**What is required**
Extract every one of the entries below word for word, keeping them in their original order.

** Start Entries **

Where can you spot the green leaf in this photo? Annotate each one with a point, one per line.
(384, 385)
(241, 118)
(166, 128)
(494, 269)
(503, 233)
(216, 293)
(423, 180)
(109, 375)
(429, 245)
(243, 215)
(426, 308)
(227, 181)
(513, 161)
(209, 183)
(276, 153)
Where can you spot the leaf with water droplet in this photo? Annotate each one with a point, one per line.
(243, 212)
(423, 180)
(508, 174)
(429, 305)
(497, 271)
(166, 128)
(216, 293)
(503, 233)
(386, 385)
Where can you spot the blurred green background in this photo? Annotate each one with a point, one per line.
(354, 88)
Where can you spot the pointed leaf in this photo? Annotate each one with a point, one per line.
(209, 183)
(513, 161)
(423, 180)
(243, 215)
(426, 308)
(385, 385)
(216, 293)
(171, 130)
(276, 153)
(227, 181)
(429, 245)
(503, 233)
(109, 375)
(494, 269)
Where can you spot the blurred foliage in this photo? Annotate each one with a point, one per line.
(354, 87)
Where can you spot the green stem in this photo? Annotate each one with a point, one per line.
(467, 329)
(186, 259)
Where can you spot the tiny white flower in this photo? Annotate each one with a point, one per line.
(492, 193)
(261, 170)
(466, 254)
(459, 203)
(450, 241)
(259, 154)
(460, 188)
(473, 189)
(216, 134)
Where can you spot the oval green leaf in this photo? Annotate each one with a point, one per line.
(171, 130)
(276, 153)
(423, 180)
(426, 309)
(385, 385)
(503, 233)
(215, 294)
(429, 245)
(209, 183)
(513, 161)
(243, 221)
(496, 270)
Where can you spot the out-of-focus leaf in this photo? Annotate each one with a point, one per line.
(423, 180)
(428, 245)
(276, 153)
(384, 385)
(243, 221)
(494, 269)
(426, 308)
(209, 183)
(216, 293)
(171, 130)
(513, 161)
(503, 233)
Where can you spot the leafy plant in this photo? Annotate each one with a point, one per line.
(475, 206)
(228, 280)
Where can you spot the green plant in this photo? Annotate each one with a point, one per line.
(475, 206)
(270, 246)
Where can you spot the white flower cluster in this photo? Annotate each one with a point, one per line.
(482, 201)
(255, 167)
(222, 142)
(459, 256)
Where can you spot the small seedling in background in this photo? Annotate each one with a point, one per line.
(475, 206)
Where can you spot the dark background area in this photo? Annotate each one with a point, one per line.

** End Entries **

**Expected answer**
Where can you spot the green leaf in this photo? Annotate each one with a point, one per line.
(384, 385)
(241, 118)
(166, 128)
(494, 269)
(503, 233)
(216, 293)
(423, 180)
(109, 375)
(429, 245)
(243, 215)
(426, 308)
(227, 181)
(513, 161)
(209, 183)
(276, 153)
Where can you spot the leaf with water droplet in this photo? Annotate each one with a point, one per line.
(243, 212)
(423, 180)
(508, 174)
(429, 305)
(497, 271)
(166, 128)
(216, 293)
(503, 233)
(386, 385)
Where can you spot the blurred green background in this photo? Annotate each one with a point, one per line.
(354, 88)
Where can you spot the pointed leaf in this photo? Annotate each one with a point, one per line.
(209, 183)
(513, 161)
(423, 180)
(243, 215)
(426, 308)
(385, 385)
(216, 293)
(171, 130)
(276, 153)
(227, 181)
(429, 245)
(503, 233)
(109, 375)
(494, 269)
Where can you spot the blurred foliage in this photo? Annotate each one with a point, one per line.
(354, 87)
Where can you spot the green stem in this photo? Annotate each one with a point, one per line.
(467, 329)
(186, 259)
Where can you spot the tiny white flower in this photo? Annotate each one with a point, one per line.
(492, 193)
(261, 170)
(466, 254)
(459, 203)
(450, 241)
(259, 154)
(460, 188)
(473, 189)
(216, 134)
Where can you spot the oval green leaf in this photo? Annotate each one with a point, one per line.
(171, 130)
(276, 153)
(423, 180)
(426, 309)
(385, 385)
(503, 233)
(215, 294)
(429, 245)
(209, 183)
(513, 161)
(243, 221)
(496, 270)
Where can you spot the out-of-focus leaf in this photo? Annotate each one with a point, one per line.
(423, 180)
(428, 245)
(276, 153)
(384, 385)
(243, 221)
(494, 269)
(426, 308)
(209, 183)
(216, 293)
(171, 130)
(513, 161)
(503, 233)
Where can you spot the leafy plant in this photo? Annotate each one with a point, one per line.
(475, 206)
(228, 280)
Where can you spot the green plant in this photo? Annotate each one with a point, one per line.
(475, 206)
(270, 246)
Where can you spot the white flower cluster in this photo? Annotate each one with a point, one per line.
(482, 201)
(255, 167)
(222, 142)
(459, 256)
Where can you spot the small seedling in background in this photo? Annotate each one with a point, one per line.
(475, 206)
Where can you spot the dark background area in this photo? Annotate each one with a point, one per line.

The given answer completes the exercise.